» **Aim of the task**
Copy everything in the listing below word for word, apart from any images.

» **Provided information**
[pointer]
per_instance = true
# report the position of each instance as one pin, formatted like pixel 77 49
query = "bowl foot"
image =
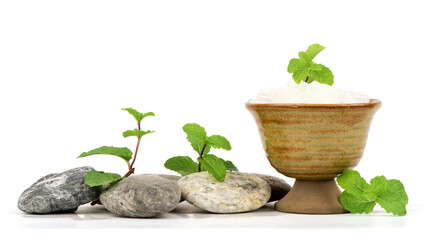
pixel 312 197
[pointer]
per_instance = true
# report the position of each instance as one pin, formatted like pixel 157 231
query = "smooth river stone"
pixel 145 195
pixel 58 192
pixel 279 187
pixel 240 192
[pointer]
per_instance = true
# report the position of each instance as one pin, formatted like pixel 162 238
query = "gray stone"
pixel 174 178
pixel 279 187
pixel 240 192
pixel 145 195
pixel 58 192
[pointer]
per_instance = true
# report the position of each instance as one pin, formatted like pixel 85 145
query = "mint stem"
pixel 131 168
pixel 201 156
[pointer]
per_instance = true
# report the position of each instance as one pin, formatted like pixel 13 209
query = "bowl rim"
pixel 372 103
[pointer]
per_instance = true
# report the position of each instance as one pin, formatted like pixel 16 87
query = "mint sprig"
pixel 202 144
pixel 99 178
pixel 361 197
pixel 304 69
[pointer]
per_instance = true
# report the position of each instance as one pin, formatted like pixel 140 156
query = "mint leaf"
pixel 323 75
pixel 137 115
pixel 352 182
pixel 313 50
pixel 217 141
pixel 356 203
pixel 98 178
pixel 196 135
pixel 359 196
pixel 378 184
pixel 136 133
pixel 125 153
pixel 393 199
pixel 304 69
pixel 182 165
pixel 229 166
pixel 214 166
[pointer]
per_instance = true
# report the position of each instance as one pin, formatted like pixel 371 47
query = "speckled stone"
pixel 58 192
pixel 174 178
pixel 145 195
pixel 279 187
pixel 240 192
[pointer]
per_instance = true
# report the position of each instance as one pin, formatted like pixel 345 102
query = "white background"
pixel 68 67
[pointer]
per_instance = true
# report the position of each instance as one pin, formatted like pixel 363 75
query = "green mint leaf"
pixel 356 203
pixel 394 198
pixel 196 135
pixel 125 153
pixel 214 166
pixel 324 75
pixel 352 182
pixel 136 133
pixel 229 166
pixel 138 115
pixel 378 184
pixel 182 165
pixel 217 141
pixel 304 69
pixel 97 178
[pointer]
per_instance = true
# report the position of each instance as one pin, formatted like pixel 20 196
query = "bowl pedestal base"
pixel 312 197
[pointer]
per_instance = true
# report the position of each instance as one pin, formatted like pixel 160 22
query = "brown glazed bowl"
pixel 313 142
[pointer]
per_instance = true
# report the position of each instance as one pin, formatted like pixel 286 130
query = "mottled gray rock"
pixel 240 192
pixel 174 178
pixel 145 195
pixel 279 187
pixel 58 192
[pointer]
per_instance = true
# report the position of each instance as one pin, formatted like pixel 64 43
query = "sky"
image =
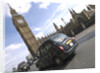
pixel 39 16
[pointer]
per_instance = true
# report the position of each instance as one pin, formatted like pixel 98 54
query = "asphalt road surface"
pixel 85 53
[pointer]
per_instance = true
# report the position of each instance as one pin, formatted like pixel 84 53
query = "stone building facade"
pixel 78 23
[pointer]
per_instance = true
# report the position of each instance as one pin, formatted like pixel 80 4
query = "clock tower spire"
pixel 24 30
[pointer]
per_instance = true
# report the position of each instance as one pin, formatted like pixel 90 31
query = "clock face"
pixel 20 21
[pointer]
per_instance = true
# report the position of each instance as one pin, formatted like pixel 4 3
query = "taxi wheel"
pixel 58 61
pixel 38 67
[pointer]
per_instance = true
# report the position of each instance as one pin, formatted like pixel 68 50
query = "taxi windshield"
pixel 59 37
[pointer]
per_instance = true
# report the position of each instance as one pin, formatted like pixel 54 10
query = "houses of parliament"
pixel 79 22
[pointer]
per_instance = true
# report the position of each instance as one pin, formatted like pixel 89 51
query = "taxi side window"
pixel 41 51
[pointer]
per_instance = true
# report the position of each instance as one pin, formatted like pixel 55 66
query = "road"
pixel 85 53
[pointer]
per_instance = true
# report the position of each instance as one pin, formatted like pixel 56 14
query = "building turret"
pixel 56 27
pixel 24 30
pixel 71 12
pixel 63 21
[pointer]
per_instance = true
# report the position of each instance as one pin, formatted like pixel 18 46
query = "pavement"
pixel 84 56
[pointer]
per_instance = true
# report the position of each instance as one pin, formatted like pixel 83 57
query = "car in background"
pixel 55 50
pixel 23 67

» **Final result**
[pointer]
per_instance = true
# report the position of each instance as one pin, formatted like pixel 77 49
query = "bowl foot"
image =
pixel 312 197
[pointer]
per_instance = true
# report the position of each instance as one pin, formatted like pixel 157 231
query = "smooth river stone"
pixel 145 195
pixel 58 192
pixel 279 187
pixel 240 192
[pointer]
per_instance = true
# report the position of each instance as one pin, formatted like pixel 162 238
query = "gray stone"
pixel 174 178
pixel 279 187
pixel 240 192
pixel 145 195
pixel 58 192
[pointer]
per_instance = true
# report the position of each instance as one pin, formatted like pixel 85 145
query = "mint stem"
pixel 131 168
pixel 201 156
[pointer]
per_instance = true
# report the position of each instance as one pin, formatted like pixel 13 209
query = "bowl rim"
pixel 372 103
[pointer]
per_instance = true
# report the position of each instance as one pin, formatted like pixel 16 87
query = "mint sprig"
pixel 202 144
pixel 99 178
pixel 361 197
pixel 304 69
[pointer]
per_instance = true
# report the position of each instance as one pin, formatted like pixel 140 156
query = "mint leaf"
pixel 323 75
pixel 137 115
pixel 352 182
pixel 313 50
pixel 217 141
pixel 356 203
pixel 98 178
pixel 196 135
pixel 359 196
pixel 378 184
pixel 136 133
pixel 125 153
pixel 393 199
pixel 304 69
pixel 182 165
pixel 229 166
pixel 214 166
[pointer]
per_instance = true
# report the position of each instance as one pin, formatted like pixel 371 47
query = "speckled stone"
pixel 58 192
pixel 174 178
pixel 145 195
pixel 279 187
pixel 240 192
[pointer]
per_instance = true
# report the position of each instance as one pin, formatted like pixel 345 102
query = "white background"
pixel 68 67
[pointer]
per_instance = true
# report the position of each instance as one pin, formatted like pixel 363 75
query = "green mint leaf"
pixel 356 203
pixel 394 198
pixel 196 135
pixel 125 153
pixel 214 166
pixel 324 75
pixel 352 182
pixel 136 133
pixel 229 166
pixel 138 115
pixel 378 184
pixel 182 165
pixel 217 141
pixel 304 69
pixel 97 178
[pointer]
per_instance = true
# report the position of each instance as one pin, formatted like pixel 20 196
query = "bowl pedestal base"
pixel 312 197
[pointer]
per_instance = true
# report the position of each instance as one pin, formatted like pixel 160 22
query = "brown glazed bowl"
pixel 313 142
[pointer]
per_instance = true
# report the position of each instance as one pin, formatted like pixel 286 130
query = "mottled gray rock"
pixel 240 192
pixel 174 178
pixel 145 195
pixel 279 187
pixel 58 192
[pointer]
per_instance = true
# report the position of each instance as one pin, formatted like pixel 64 43
query = "sky"
image =
pixel 39 16
[pointer]
per_instance = true
# report the position of each instance as one pin, formatted like pixel 98 54
query = "asphalt road surface"
pixel 85 53
[pointer]
per_instance = true
# report the position of each instance as one pin, formatted like pixel 84 53
query = "stone building facade"
pixel 78 23
[pointer]
per_instance = true
# report the position of each instance as one pin, formatted like pixel 80 4
query = "clock tower spire"
pixel 24 30
[pointer]
per_instance = true
# report the position of each instance as one pin, formatted like pixel 90 31
query = "clock face"
pixel 20 21
[pointer]
per_instance = true
# report the position of each instance as one pin, formatted like pixel 4 3
query = "taxi wheel"
pixel 58 61
pixel 38 67
[pointer]
per_instance = true
# report the position of each instance as one pin, formatted like pixel 68 50
query = "taxi windshield"
pixel 59 37
[pointer]
per_instance = true
# report the position of each instance as one pin, formatted like pixel 54 10
query = "houses of parliament"
pixel 79 22
[pointer]
per_instance = true
# report the position of each instance as one pin, formatted like pixel 89 51
query = "taxi side window"
pixel 41 51
[pointer]
per_instance = true
# report the position of each instance as one pin, formatted like pixel 55 66
query = "road"
pixel 85 53
[pointer]
per_instance = true
# report the position of each instance as one pin, formatted like pixel 56 14
query = "building turret"
pixel 56 27
pixel 24 30
pixel 71 12
pixel 63 21
[pointer]
per_instance = true
# report the position of each instance as one pin, formatted like pixel 18 46
query = "pavement"
pixel 84 56
[pointer]
per_instance = true
# report the position of each instance as one pin, formatted like pixel 83 57
query = "car in background"
pixel 55 50
pixel 23 67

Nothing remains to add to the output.